Problem:
Reproduce the listing word for word, starting at the line that contains "Note: annotate every instance of the dark" and ending at the final line of the listing.

-*-*-

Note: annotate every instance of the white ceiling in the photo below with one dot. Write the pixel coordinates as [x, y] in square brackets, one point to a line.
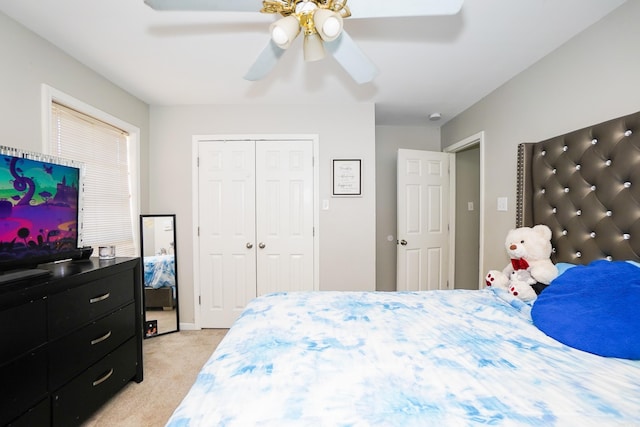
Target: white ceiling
[427, 64]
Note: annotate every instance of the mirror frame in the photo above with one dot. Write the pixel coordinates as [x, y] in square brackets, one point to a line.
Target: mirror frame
[175, 260]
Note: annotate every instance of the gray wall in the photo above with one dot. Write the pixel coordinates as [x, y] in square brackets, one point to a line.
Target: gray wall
[388, 140]
[590, 79]
[28, 61]
[347, 230]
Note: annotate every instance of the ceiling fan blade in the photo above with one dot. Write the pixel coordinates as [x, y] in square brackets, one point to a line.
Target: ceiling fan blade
[402, 8]
[219, 5]
[352, 59]
[265, 62]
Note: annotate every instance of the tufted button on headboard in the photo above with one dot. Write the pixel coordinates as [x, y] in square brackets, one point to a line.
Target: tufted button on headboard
[585, 186]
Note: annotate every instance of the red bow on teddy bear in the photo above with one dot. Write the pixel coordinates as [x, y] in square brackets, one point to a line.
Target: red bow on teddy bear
[519, 264]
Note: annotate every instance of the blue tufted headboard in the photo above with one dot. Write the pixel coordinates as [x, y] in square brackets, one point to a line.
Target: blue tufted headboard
[585, 185]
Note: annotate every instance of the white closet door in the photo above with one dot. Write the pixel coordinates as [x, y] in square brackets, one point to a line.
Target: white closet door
[256, 223]
[227, 230]
[284, 216]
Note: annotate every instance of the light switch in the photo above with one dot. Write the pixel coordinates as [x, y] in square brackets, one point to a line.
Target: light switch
[502, 204]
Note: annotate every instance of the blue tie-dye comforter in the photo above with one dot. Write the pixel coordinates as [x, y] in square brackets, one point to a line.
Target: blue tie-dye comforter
[439, 358]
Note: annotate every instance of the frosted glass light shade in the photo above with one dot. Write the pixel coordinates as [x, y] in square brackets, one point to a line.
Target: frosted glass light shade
[313, 48]
[328, 24]
[284, 31]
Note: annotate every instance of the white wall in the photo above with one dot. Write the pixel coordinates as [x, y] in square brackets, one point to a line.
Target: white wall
[590, 79]
[26, 62]
[388, 140]
[347, 230]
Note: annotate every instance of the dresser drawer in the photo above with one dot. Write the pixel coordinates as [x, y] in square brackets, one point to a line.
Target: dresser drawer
[75, 307]
[39, 415]
[89, 345]
[22, 328]
[76, 401]
[24, 383]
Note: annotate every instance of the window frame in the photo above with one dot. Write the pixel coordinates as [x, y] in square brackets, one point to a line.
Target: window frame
[49, 95]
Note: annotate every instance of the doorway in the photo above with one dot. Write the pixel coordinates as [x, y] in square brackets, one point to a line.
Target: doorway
[256, 222]
[468, 235]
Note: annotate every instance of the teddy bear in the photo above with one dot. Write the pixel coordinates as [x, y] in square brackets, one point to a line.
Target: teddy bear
[520, 282]
[530, 250]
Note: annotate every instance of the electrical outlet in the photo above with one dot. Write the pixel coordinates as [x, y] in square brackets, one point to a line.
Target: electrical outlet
[502, 204]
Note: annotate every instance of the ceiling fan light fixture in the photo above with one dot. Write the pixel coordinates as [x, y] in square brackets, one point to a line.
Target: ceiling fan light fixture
[284, 31]
[313, 47]
[328, 24]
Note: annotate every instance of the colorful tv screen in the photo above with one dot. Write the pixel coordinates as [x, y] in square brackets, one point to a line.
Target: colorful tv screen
[38, 210]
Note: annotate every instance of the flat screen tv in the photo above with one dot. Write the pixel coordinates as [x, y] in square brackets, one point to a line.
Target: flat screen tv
[40, 209]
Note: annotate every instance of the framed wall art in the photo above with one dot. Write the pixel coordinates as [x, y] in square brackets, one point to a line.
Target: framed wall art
[347, 177]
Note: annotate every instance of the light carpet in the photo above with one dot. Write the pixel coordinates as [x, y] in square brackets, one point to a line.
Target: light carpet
[171, 364]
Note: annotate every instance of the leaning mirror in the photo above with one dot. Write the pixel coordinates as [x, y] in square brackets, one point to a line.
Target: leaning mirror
[160, 270]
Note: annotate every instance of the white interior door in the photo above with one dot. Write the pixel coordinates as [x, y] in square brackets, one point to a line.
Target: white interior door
[256, 223]
[423, 220]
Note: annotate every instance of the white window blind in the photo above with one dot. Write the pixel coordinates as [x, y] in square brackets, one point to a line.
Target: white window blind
[103, 148]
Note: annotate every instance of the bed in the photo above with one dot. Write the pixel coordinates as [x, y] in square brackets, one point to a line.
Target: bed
[159, 282]
[461, 357]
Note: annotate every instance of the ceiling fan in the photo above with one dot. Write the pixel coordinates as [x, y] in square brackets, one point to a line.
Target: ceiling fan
[321, 22]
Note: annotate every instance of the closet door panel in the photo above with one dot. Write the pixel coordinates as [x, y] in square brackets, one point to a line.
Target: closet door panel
[227, 229]
[284, 216]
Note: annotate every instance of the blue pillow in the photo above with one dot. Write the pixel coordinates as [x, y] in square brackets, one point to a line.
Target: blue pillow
[594, 308]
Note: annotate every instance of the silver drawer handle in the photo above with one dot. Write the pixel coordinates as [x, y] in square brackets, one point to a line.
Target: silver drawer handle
[103, 379]
[100, 298]
[102, 338]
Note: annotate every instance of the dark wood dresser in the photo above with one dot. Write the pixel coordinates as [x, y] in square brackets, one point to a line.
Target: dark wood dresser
[69, 341]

-*-*-

Task output:
Note: annotate every instance of the dark wood dresser in the photo above with one dot. Write the pixel coordinates as [x, y] in square brackets, one point to a line.
Target: dark wood dresser
[69, 341]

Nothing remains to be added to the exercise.